Saved entries:
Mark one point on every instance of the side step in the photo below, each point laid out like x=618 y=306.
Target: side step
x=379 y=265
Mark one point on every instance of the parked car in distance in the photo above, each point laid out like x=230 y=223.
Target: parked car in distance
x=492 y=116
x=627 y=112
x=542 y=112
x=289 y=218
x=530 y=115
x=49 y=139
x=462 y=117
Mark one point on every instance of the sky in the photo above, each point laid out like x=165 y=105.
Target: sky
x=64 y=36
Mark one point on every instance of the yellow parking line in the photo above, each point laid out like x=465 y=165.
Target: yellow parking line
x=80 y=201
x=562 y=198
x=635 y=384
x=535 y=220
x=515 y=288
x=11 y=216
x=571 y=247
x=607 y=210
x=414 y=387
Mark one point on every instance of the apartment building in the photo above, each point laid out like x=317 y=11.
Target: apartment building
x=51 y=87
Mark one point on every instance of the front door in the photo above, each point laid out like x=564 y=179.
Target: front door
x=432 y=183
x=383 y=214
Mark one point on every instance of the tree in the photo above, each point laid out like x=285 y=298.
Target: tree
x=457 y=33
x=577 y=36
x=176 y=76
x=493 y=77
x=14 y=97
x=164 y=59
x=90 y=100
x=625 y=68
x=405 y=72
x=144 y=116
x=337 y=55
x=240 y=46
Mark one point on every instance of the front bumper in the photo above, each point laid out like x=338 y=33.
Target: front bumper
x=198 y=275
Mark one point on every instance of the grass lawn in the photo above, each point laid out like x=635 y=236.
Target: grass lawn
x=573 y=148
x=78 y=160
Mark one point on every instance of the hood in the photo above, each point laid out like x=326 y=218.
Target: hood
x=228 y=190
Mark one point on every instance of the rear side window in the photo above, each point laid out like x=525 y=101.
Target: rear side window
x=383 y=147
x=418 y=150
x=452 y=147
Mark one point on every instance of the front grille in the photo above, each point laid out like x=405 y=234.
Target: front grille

PROBLEM: May I have all of the records repeated exactly?

ANSWER BOX:
Mark one point on every instance of the side step in the photo below, each point laid out like x=618 y=306.
Target: side step
x=379 y=265
Mark one point on every instance of the parked car in distance in the photo above, each point laid out like x=230 y=223.
Target: parked car in distance
x=492 y=116
x=627 y=112
x=542 y=112
x=289 y=218
x=530 y=115
x=49 y=139
x=462 y=117
Mark one point on every instance of the sky in the photo above, each point laid out like x=165 y=105.
Target: sky
x=64 y=36
Mark one point on every instance of the yellow parking line in the photo above, each point laid out like x=465 y=165.
Target: yellow parking line
x=80 y=201
x=562 y=198
x=635 y=384
x=535 y=220
x=515 y=288
x=11 y=216
x=571 y=247
x=607 y=210
x=414 y=387
Mark one point on every instance of the apartment building in the photo above, each point laid out like x=317 y=11.
Target: apartment building
x=51 y=87
Mark one point on every instance of the front door in the photo above, each point laid out like x=564 y=179.
Target: front door
x=432 y=183
x=383 y=214
Mark one point on every instance of the tree in the photo above, each point laid out like x=285 y=298.
Target: tree
x=457 y=33
x=577 y=36
x=176 y=76
x=493 y=77
x=14 y=97
x=164 y=59
x=90 y=100
x=625 y=68
x=405 y=72
x=144 y=116
x=337 y=55
x=240 y=46
Mark one point on every instance of the front bumper in the photo above, each point laid out like x=338 y=33.
Target: front bumper
x=198 y=275
Mark one point on every instance of the grass lawn in the photo above, each point laid out like x=635 y=236.
Target: grass lawn
x=573 y=148
x=78 y=160
Mark one point on every instance of the hood in the photo above, each point laid out like x=326 y=218.
Target: hood
x=228 y=190
Mark one point on every instance of the rear side window in the photo above, each point laid out like x=525 y=101.
Target: rear side window
x=383 y=147
x=418 y=150
x=452 y=147
Mark one point on every instance of the front grille in the photo above, each point laid out like x=405 y=234.
Target: front grille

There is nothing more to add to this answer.